▶
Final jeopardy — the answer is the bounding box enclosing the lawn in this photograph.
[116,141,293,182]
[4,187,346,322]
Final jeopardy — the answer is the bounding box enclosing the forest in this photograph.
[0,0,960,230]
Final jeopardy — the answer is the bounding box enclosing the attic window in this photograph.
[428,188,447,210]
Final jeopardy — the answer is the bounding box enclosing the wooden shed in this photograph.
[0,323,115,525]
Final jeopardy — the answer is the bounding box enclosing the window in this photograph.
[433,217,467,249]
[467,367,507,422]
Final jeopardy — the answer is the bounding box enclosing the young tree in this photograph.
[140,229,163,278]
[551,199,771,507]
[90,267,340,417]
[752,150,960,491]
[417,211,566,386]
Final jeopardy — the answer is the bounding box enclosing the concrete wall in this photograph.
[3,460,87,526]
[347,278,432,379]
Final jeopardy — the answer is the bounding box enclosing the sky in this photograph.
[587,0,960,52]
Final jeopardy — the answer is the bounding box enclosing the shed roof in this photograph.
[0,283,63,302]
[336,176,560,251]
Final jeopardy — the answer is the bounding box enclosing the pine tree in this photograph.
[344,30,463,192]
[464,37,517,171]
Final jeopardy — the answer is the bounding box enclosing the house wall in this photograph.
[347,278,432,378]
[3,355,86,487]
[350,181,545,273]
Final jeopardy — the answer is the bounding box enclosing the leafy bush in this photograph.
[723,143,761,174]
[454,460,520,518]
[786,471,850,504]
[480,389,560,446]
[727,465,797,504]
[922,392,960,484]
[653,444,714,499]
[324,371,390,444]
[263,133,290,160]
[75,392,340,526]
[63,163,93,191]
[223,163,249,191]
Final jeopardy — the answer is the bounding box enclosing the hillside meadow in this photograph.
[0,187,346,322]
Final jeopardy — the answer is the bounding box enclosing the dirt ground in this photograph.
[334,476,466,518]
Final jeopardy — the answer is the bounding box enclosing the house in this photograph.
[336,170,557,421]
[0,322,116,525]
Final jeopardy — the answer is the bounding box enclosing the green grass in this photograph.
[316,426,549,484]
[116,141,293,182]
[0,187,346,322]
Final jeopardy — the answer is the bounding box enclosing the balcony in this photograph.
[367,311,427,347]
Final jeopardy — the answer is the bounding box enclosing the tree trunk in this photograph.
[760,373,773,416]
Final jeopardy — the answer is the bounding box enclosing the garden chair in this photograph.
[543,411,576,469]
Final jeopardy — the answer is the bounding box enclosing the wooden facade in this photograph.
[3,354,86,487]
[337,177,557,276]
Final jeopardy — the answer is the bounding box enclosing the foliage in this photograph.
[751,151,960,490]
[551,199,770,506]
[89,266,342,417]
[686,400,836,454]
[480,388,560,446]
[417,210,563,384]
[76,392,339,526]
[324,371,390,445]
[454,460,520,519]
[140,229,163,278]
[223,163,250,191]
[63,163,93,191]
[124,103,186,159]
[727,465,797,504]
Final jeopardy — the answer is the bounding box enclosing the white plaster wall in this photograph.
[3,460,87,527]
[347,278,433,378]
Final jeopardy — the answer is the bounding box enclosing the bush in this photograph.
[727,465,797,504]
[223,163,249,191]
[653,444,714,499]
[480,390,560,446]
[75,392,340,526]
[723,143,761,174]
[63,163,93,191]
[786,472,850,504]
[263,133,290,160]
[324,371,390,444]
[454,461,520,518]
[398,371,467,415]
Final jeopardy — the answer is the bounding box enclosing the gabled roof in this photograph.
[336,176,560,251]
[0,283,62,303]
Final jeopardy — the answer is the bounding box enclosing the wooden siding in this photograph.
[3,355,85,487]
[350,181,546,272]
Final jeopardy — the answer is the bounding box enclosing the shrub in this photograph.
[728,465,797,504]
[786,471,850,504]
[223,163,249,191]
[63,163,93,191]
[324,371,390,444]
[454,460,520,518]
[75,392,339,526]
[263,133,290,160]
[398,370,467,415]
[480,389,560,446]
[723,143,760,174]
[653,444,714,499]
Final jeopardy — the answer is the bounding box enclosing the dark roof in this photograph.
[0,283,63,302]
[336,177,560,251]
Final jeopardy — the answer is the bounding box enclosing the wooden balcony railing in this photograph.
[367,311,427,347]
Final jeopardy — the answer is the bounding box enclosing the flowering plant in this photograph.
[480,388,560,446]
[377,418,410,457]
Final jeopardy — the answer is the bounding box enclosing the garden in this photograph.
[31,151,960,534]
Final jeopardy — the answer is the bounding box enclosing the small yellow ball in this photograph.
◀
수행할 과제.
데이터의 모든 줄에서 "Final jeopardy" 부분을 "Final round" 표현으로 바꾸고 나머지는 그대로 둔 채 다시 쓰십시오.

과제 답안.
Final round — the answer is the bounding box enclosing the lawn in this photograph.
[116,141,293,182]
[4,187,346,322]
Final round — the answer is the bounding box enclosing the forest in this photograph.
[0,0,960,230]
Final round — the answer is the bounding box enclosing the attic window in this photograph.
[428,188,447,210]
Final round — the answer is the bounding box enclosing the wooden shed in this photograph.
[0,323,115,525]
Final round — the answer is the bounding box enclosing the window in this photograph.
[433,217,467,249]
[467,367,507,422]
Final round — the answer is the bounding box enclosing the young tree in this photograph.
[140,229,163,278]
[551,199,771,507]
[90,267,340,417]
[752,150,960,491]
[417,211,566,386]
Final round — the answer is the bounding box enclosing the concrete wall in this photograph.
[3,460,87,526]
[347,278,432,379]
Final round — the answer is the bounding box enclosing the sky in this photograph.
[587,0,960,52]
Final round — the answer is the bounding box enclosing the shed roof in this photograph.
[0,283,63,302]
[336,176,560,251]
Final round — the answer is the bounding box enclosing the pine tree in this photograph.
[344,30,463,192]
[464,37,517,171]
Final round — the answer is the bounding box enclosing the house wall in this photograph.
[347,278,432,378]
[3,355,86,487]
[350,181,545,273]
Final round — the answer is the bounding box enclosing the leafy bush in this photograph.
[723,143,761,174]
[454,460,520,518]
[786,471,850,504]
[480,389,560,446]
[727,465,797,504]
[922,392,960,484]
[653,444,714,499]
[324,371,390,444]
[263,133,290,160]
[75,392,340,526]
[63,163,93,191]
[223,163,249,191]
Final round — the answer is the bounding box enclosing the hillside meadow in this photograph.
[0,187,346,322]
Final round — the answer is the bounding box enclosing the dirt ground in this photograph.
[334,476,466,518]
Final round — the answer is the bounding box enclosing the house in this photograph.
[336,170,557,421]
[0,322,116,525]
Final round — the answer is the bounding box enclosing the green grass in this photograph.
[316,426,549,484]
[116,141,293,182]
[0,187,346,322]
Final round — the answer is the bounding box enclosing the balcony in this photograph.
[367,311,427,347]
Final round — the answer is the bounding box enclosing the tree trunk in this photograph.
[760,373,773,416]
Final round — the answer is the bounding box enclosing the garden chair in this photograph.
[543,411,576,469]
Final round — the answer is the bounding box enclosing the wooden facade in this photograph.
[3,354,86,487]
[337,177,557,276]
Final round — the answer is the bounding box enclosing the foliage in this photograph.
[751,151,960,490]
[551,199,770,506]
[89,266,342,417]
[686,400,836,454]
[480,388,560,446]
[417,210,563,384]
[76,392,339,526]
[324,371,390,445]
[454,460,520,519]
[140,229,163,278]
[223,163,250,191]
[63,163,93,191]
[124,103,186,159]
[727,465,797,504]
Final round — the answer is the bounding box enclosing the white plaster wall in this photograph.
[3,460,87,527]
[347,278,433,378]
Final round — the answer is the bounding box enclosing the bush in this photograph.
[727,465,797,504]
[223,163,249,191]
[653,444,714,499]
[480,390,560,446]
[75,392,340,526]
[723,143,761,174]
[63,163,93,191]
[786,472,850,504]
[263,133,290,160]
[324,371,390,444]
[454,461,520,518]
[398,371,467,415]
Final round — the answer is the bounding box enclosing the gabled roof in this photograph.
[336,176,560,251]
[0,283,62,303]
Final round — the answer is the bounding box enclosing the wooden siding in this photograph.
[3,355,85,487]
[350,181,546,272]
Final round — the answer is the bounding box enclosing the shrub in this photograph.
[728,465,797,504]
[786,471,850,504]
[223,163,249,191]
[63,163,93,191]
[324,371,390,444]
[454,460,520,518]
[75,392,339,526]
[263,133,290,160]
[398,370,467,415]
[480,389,560,446]
[723,143,760,174]
[653,444,714,499]
Final round — the answer is the bounding box enclosing the dark roof in this photograph.
[0,283,63,302]
[336,177,560,251]
Final round — the answer is the bounding box enclosing the wooden balcony railing in this photograph.
[367,311,427,347]
Final round — the answer is the bounding box enclosing the flowering plant in this photograph.
[480,388,560,446]
[377,418,410,457]
Final round — the answer is the bounding box enclosing the garden in this photograph.
[31,151,960,534]
Final round — the answer is the bounding box enclosing the small yellow ball in this photograph.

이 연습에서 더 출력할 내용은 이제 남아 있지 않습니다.